La influencia de Marcuse y la Escuela de Fráncfort sigue viva y coleando dentro del movimiento woke contemporáneo. Al orientar en el modo en que se debe llevar a cabo la justicia social en las escuelas, las consejeras raciales Özlem Sensoy y DiAngelo ponen un ejemplo acerca de cómo emplear tácticas de tolerancia represiva mientras se imparten en el aula sesiones contra el acoso escolar relativo a las identidades sexuales. Al concluir una sesión, se plantea una situación hipotética a modo de ejemplo sobre cómo aplicar la discriminación en aras de la ideología. Ante ese caso hipotético, una estudiante levanta la mano y plantea que tiene un desacuerdo moral con una determinada opción de estilo de vida sexual y cree que no se le debe pedir que exprese su aceptación. El instructor le permite terminar y le agradece el haber compartido su punto de vista, y luego da paso al siguiente alumno que tenga algo que comentar. Según Özlem Sensoy y DiAngelo, esta es una manera incorrecta de manejar la situación, ya que permite que el aula esté sujeta a narrativas opresoras dominantes y microagresiones. Por el contrario, hay que silenciar la voz dominante que expresa normas sexuales tradicionales:

    Cuando , en nombre de la «equidad» o el «juego limpio» los instructores conceden el mismo tiempo a las narrativas dominantes, reforzamos los efectos discursivos problemáticos, al legitimar la idea de que la conversación se iguala solo cuando también se incluye a voces dominantes. Por eso hemos llegado a negar el mismo tiempo a todas las narrativas en nuestra aula. Nuestra intención, al proceder de esta manera, consiste en corregir los desequilibrios de poder existentes bajando el volumen de narrativas dominantes; permitir espacio a las narrativas dominantes, para ser «ecuánimes», es tanto como asumir que estos desequilibrios ya no existen o que la igualdad de tiempo en el turno de palabra es todo cuanto se necesita para corregirlos. Debido a esto, pensamos que restringir las narrativas dominantes es, en realidad, más igualitario.

* * *

## Qué hacer
Sigue escribiendo el texto sobre Marcuse y la tolerancia represiva en el aula a partir de su última frase.

* * *

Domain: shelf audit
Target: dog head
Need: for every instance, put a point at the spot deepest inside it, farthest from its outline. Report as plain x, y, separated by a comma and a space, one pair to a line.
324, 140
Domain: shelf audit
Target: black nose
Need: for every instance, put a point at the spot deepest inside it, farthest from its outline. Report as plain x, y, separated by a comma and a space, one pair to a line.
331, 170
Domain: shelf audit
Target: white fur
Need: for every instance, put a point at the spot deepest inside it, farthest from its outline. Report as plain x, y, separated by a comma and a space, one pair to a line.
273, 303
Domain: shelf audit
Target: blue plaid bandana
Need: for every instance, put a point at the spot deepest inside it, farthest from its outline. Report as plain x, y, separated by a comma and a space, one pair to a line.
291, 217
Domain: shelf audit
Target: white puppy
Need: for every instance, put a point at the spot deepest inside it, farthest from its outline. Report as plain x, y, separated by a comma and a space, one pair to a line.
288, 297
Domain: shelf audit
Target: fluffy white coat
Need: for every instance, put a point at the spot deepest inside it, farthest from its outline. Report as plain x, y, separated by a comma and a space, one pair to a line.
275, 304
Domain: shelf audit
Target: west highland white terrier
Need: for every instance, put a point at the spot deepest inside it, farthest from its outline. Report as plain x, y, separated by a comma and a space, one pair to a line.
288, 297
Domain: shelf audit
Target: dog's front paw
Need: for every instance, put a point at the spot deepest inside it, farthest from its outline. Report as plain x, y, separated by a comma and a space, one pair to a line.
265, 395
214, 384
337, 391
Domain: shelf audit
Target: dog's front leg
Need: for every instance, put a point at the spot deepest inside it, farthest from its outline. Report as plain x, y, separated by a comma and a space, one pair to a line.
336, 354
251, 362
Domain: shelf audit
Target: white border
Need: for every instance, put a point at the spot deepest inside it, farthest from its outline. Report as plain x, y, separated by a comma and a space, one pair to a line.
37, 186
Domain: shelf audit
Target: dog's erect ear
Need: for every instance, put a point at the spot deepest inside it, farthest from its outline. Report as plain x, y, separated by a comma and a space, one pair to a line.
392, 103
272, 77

* * *

## La respuesta
Un libre intercambio de ideas nunca ha sido una meta woke. Una aplicación de criterios de justicia nunca ha sido lo que han pretendido. Así es como los radicales, Marcuse incluido, dieron su visto bueno a las tácticas terroristas y atentados de la organización Weather Underground. Es fácil observar la mera como esta mecánica conecta con nuestra actual «cultura de la cancelación», al igual que el vandalismo y los disturbios, que se consideran incuestionables cuando los realizan miembros de un grupo oprimido. Como escribe Ibram X. Kendi: «El único remedio para la discriminación en el pasado es la discriminación en el presente».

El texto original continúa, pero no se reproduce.